Exercise instructions » Provide an exact reproduction of every entry.
** Opening Data shown block **
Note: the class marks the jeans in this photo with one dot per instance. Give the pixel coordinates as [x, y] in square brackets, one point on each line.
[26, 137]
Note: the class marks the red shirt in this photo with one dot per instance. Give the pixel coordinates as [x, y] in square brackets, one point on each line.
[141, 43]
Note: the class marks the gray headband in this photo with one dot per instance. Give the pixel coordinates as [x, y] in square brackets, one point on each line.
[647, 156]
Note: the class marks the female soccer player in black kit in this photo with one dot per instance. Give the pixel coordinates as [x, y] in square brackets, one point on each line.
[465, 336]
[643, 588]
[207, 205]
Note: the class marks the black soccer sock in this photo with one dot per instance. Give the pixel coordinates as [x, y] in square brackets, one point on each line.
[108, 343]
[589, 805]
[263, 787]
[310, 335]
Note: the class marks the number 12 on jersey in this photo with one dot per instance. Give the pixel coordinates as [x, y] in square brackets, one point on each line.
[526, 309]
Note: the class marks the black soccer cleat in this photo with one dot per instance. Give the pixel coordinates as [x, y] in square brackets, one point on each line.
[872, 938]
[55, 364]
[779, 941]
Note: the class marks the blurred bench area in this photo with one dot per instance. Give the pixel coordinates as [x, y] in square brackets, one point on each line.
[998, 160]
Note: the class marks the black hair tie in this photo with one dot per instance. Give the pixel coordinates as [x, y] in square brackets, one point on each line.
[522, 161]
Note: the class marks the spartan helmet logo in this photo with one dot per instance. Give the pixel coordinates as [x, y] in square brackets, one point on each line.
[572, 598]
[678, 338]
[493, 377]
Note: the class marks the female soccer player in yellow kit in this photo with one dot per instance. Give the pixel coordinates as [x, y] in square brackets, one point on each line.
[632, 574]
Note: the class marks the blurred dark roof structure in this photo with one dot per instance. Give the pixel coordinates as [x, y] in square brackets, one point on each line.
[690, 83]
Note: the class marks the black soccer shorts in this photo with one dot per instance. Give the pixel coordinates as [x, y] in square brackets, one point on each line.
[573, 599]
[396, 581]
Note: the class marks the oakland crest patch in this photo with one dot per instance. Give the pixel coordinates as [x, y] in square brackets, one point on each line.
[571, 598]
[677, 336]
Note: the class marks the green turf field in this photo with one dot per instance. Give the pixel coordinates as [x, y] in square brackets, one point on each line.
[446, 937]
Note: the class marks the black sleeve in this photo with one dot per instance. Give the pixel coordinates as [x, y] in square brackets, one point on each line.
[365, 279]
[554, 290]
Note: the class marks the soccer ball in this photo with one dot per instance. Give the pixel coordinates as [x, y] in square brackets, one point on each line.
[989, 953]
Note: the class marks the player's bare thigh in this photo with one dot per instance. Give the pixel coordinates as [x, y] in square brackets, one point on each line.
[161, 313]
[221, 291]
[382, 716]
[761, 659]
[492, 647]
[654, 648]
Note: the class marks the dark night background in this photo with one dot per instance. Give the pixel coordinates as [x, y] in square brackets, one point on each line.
** Closing Data shown block **
Your solution »
Note: the class marks the jeans in this photo with one dot per instance. Give the pixel coordinates as [x, y] in square brackets, one point on each line.
[26, 137]
Note: the class marks the red shirt in this photo with one dot per instance. Give the pixel coordinates as [x, y] in square brackets, one point on each line.
[141, 43]
Note: the class marks the gray headband in this photo with one dot per instance. Give the pixel coordinates as [x, y] in square brackets, one point on each line.
[647, 156]
Note: the class marks the female soccer player in black kit in this photo with one dot per instance. Give the pixel coordinates as [x, y] in square brackets, one point on each line.
[465, 336]
[643, 588]
[207, 205]
Note: the class marks the black soccer sock in this photo with one dot per instance. Give the pixel coordinates as [x, y] in square brackets, one point on each line.
[108, 343]
[589, 805]
[263, 787]
[310, 335]
Note: the class marks the number 12 on jersey in this photo with one dot per instance. Give the pixel coordinates as [x, y] in square brackets, one point on each line.
[526, 309]
Note: the class marks the black soccer cleat in this photo with one dot per instance. Give the pixel coordinates as [x, y] in square brackets, one point on each line.
[872, 938]
[55, 364]
[779, 941]
Note: the class marks the blurred bench area in this photo with one dot per instance. Give the pixel coordinates as [x, y] in square brackets, one point on each line.
[998, 160]
Note: the class marks the black hair tie in this photo with one dot per instance. Give the pixel coordinates as [x, y] in square brackets, one point on each line.
[522, 161]
Note: the class marks the spartan helmet logo in this photo with one dot per instance. Give the pixel coordinates as [x, y] in square brackets, one point on each line.
[572, 598]
[678, 338]
[493, 377]
Note: the class marks the female soccer player in yellow kit in this photo with one dot per instance. Give the pixel coordinates as [x, y] in square brackets, one point on each line.
[632, 574]
Note: the class marks the blurred dark roof structure in this photo with one dot per instance. Give the pixel coordinates as [x, y] in square brackets, one point on each line.
[690, 83]
Note: the class marks the black soccer shorts in this photo with one dot per instance. Give the pixel coordinates as [x, y] in square brackets, one point on each line.
[573, 599]
[396, 581]
Note: the class marks the oakland crest patch in this photo with one dot per instance. Give the pixel coordinates as [x, y] in square brackets, one point on each line.
[571, 598]
[677, 336]
Note: the class marks the green turf field in this photo with one dot per instance. Give the pixel coordinates as [x, y] in square brackets, one point on each line.
[446, 937]
Note: the class marks the black sleeve in this photo with one dot per instance. Give the pixel coordinates as [x, y] in square brackets, one point on each line.
[365, 279]
[554, 290]
Note: the class marks the soccer ball in this photo with one dot per instance. Give the pixel coordinates as [x, y] in square brackets, one point on each line.
[989, 953]
Note: the class marks the player's bare thigh in this photo with one dot per instance. Give the pixel coordinates as [x, y] in square brackets, one point on each line.
[161, 313]
[221, 291]
[382, 716]
[761, 659]
[492, 647]
[654, 648]
Note: the class marks the dark night background in this photo with one dot per instance. Give the pixel coordinates as [x, y] in square brackets, one point on each line.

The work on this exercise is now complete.